188 Conn. App. 343
Conn. App. Ct.2019Background
- In June 2007 Manzo-Ill retained Schoonmaker, George & Blomberg, P.C. to represent her in a marital dissolution; the dissolution judgment issued August 19, 2008.
- Schoonmaker (lead partner) sent a January 13, 2010 letter saying he planned to retire effective April 1, 2010; Manzo-Ill thereafter retained successor counsel, who filed an "in lieu of" appearance on March 11, 2010.
- Manzo-Ill sued the firm for legal malpractice and fraudulent misrepresentation; process was delivered to a marshal May 20, 2013 and served June 10, 2013.
- The firm asserted the § 52-577 three-year statute of limitations and moved to bifurcate so the limitations issue would be tried before the merits; the court granted bifurcation and tried the limitations question.
- Trial court found the attorney-client relationship ended by March 11, 2010 (formal and de facto termination: successor appearance, plaintiff’s acknowledgment, hiring new counsel) and that post-March 2010 billing entries did not establish continuous representation.
- Trial court entered judgment for the firm as the malpractice and fraud claims were time-barred; the court denied Manzo-Ill’s motion to reargue that sought judicial notice of an appellate appearance and Manzo-Ill appealed.

Information provided:
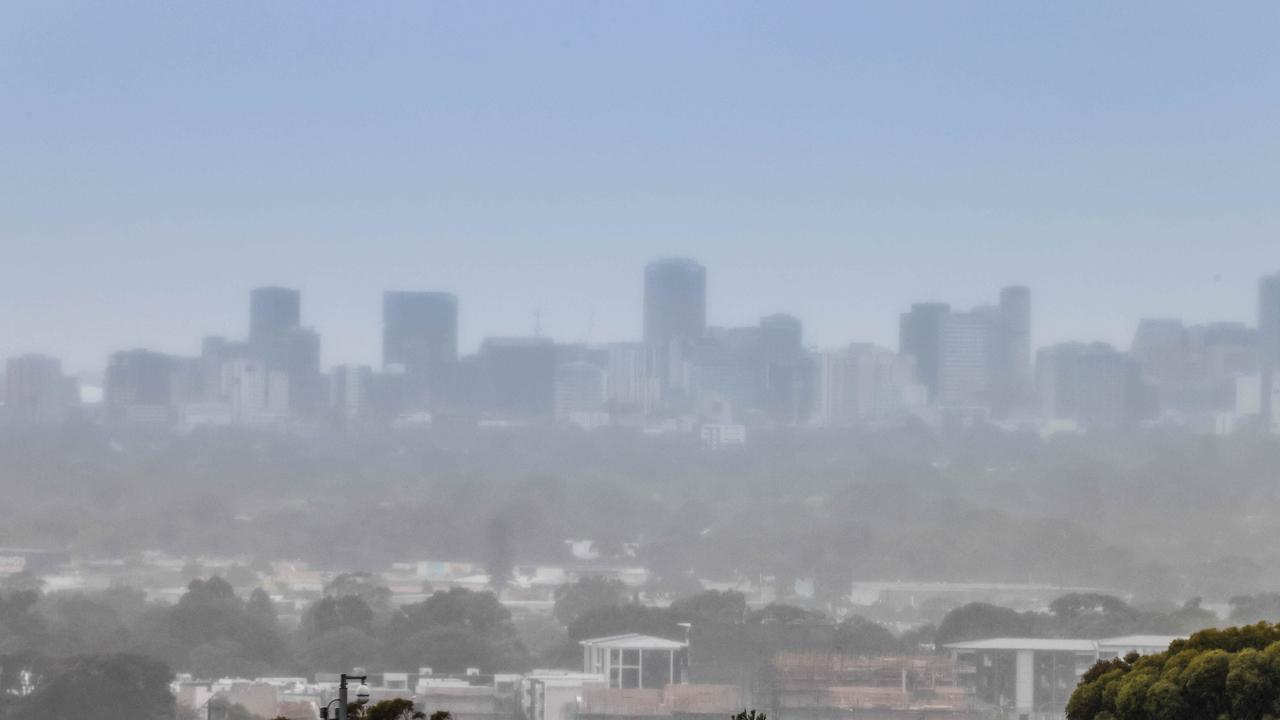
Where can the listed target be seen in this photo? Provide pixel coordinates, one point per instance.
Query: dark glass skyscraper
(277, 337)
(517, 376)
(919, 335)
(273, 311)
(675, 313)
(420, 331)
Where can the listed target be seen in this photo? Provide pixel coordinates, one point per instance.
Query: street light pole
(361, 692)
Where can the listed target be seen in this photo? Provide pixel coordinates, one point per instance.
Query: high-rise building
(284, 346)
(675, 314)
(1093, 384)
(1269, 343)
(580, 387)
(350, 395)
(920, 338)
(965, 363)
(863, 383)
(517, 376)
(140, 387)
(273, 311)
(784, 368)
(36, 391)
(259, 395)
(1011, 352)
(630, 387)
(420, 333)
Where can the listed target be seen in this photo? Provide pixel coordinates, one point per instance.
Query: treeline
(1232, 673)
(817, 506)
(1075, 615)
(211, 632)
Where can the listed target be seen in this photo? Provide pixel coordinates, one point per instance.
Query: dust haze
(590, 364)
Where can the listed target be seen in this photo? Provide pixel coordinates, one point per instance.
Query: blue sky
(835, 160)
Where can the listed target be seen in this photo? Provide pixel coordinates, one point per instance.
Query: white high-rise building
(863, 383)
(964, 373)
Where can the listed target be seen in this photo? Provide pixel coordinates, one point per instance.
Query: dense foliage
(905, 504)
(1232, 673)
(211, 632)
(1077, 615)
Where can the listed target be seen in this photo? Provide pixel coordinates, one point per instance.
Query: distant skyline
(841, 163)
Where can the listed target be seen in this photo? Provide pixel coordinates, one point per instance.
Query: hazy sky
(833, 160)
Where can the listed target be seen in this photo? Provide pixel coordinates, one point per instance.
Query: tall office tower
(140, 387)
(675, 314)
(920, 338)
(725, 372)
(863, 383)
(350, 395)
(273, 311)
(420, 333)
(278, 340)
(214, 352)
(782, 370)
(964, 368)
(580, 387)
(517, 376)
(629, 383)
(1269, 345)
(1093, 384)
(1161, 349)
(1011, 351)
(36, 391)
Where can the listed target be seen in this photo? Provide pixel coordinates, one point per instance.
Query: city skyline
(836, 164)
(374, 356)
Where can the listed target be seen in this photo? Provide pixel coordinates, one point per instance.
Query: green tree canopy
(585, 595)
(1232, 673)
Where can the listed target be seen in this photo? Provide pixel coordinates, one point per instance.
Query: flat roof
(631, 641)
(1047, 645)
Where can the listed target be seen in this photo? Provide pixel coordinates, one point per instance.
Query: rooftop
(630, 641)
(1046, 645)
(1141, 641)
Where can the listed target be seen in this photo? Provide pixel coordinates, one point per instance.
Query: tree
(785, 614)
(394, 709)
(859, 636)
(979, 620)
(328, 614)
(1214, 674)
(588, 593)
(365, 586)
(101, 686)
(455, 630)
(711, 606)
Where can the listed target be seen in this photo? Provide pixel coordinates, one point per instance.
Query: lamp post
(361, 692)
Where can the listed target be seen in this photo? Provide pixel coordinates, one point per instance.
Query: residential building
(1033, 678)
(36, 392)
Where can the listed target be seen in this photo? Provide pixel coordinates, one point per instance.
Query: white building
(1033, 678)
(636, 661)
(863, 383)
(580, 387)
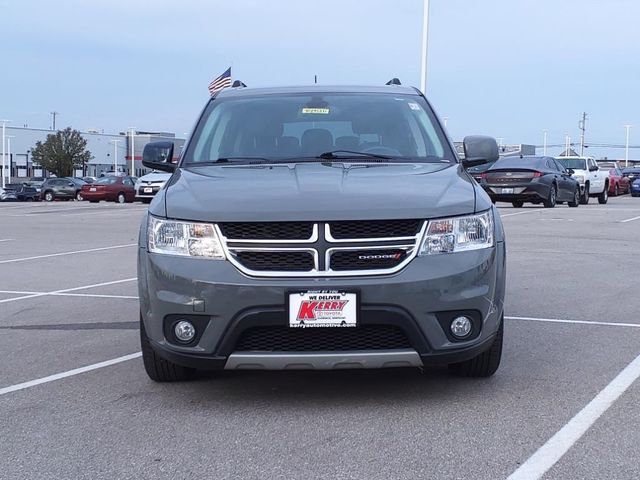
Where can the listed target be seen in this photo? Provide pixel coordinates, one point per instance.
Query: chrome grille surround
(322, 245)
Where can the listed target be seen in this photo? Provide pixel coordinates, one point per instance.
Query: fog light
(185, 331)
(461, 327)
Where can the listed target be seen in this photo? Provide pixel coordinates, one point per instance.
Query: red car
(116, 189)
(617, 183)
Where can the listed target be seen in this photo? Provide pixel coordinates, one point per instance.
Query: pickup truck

Goals:
[1] Reproduce the passage of the malpractice case summary that begins at the words "188 Conn. App." and stops after "March 11, 2010.".
[2] Find every line of the records that contains the string "high" and copy each one. Case counts.

Complete answers:
[1]
188 Conn. App. 343
Conn. App. Ct.2019Background
- In June 2007 Manzo-Ill retained Schoonmaker, George & Blomberg, P.C. to represent her in a marital dissolution; the dissolution judgment issued August 19, 2008.
- Schoonmaker (lead partner) sent a January 13, 2010 letter saying he planned to retire effective April 1, 2010; Manzo-Ill thereafter retained successor counsel, who filed an "in lieu of" appearance on March 11, 2010.

[2]
Query: high-rise building
Query: white high-rise building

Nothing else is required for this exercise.